Source excerpt →
++++
The country’s once turquoise and green coasts with a thick cover of forests are now overwhelmed by these two colours, as wildfires wreaked havoc from July 28, spreading across various cities. The inferno is still raging in five cities and at 14 locations, but as per the Turkish officials, much of the fires have been brought under control.

Some other Mediterranean countries including Lebanon, Italy and Greece have also been affected by forest fires. 

In Turkey, public attention to the crisis has been immense. While some fundraiser campaigns bring together basic necessities to help people affected by the fire, how to bring the burnt forests back to life has been the centre of a heated discussion.

Turkey’s environmental non-governmental organisation TEMA, in response, started a sapling planting campaign roughly translated as “we’re going to make the green flourish again.” Attracting enormous participation, the website's donation page had heavy traffic. 

Meanwhile, some were quick to offer a solution for a quick recovery: start planting trees immediately, and instead of pine trees that dominate the region, plant different kinds of saplings.
++++
Exercise set →
1. According to the excerpt on Turkey's wildfires, what led TEMA to start its sapling planting campaign? Answer in one to three sentences.
2. From the excerpt on Turkey's wildfires, extract everything from "Turkey’s environmental non-governmental" down to "kinds of saplings.", with no changes.

Listed entries →
++++
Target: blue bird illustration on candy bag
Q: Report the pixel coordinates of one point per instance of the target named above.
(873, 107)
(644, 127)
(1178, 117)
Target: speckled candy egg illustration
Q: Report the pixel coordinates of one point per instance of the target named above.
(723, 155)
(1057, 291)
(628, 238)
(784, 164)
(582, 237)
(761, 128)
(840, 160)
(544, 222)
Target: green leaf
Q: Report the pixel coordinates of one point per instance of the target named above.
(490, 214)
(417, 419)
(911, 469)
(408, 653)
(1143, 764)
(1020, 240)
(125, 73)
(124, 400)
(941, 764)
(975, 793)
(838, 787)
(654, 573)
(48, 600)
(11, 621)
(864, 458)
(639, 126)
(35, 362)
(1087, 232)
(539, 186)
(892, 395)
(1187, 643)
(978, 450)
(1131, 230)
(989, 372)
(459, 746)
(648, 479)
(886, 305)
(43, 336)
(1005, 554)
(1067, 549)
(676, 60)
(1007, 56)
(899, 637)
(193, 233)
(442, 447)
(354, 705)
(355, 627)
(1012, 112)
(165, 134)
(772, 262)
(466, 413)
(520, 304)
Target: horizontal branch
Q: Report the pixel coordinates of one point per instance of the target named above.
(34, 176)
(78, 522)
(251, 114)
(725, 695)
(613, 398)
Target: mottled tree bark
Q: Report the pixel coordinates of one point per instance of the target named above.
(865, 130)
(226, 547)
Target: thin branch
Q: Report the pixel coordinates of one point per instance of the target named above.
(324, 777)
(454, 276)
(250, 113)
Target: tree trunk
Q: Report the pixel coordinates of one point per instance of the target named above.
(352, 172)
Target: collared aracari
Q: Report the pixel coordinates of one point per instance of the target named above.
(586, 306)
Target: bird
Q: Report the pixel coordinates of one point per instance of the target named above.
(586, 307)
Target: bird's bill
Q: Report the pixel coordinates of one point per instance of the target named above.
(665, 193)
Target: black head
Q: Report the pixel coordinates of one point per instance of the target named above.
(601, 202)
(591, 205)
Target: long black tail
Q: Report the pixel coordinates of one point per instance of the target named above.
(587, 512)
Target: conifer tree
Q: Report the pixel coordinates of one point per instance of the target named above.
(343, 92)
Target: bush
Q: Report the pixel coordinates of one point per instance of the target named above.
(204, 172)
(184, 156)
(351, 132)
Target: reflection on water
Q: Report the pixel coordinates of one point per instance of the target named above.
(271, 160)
++++
Task solutions →
1. TEMA started the campaign in response to the heated public discussion in Turkey over how to bring the burnt forests back to life. That discussion arose amid immense public attention to the wildfire crisis.

2.
Turkey’s environmental non-governmental organisation TEMA, in response, started a sapling planting campaign roughly translated as “we’re going to make the green flourish again.” Attracting enormous participation, the website's donation page had heavy traffic. 

Meanwhile, some were quick to offer a solution for a quick recovery: start planting trees immediately, and instead of pine trees that dominate the region, plant different kinds of saplings.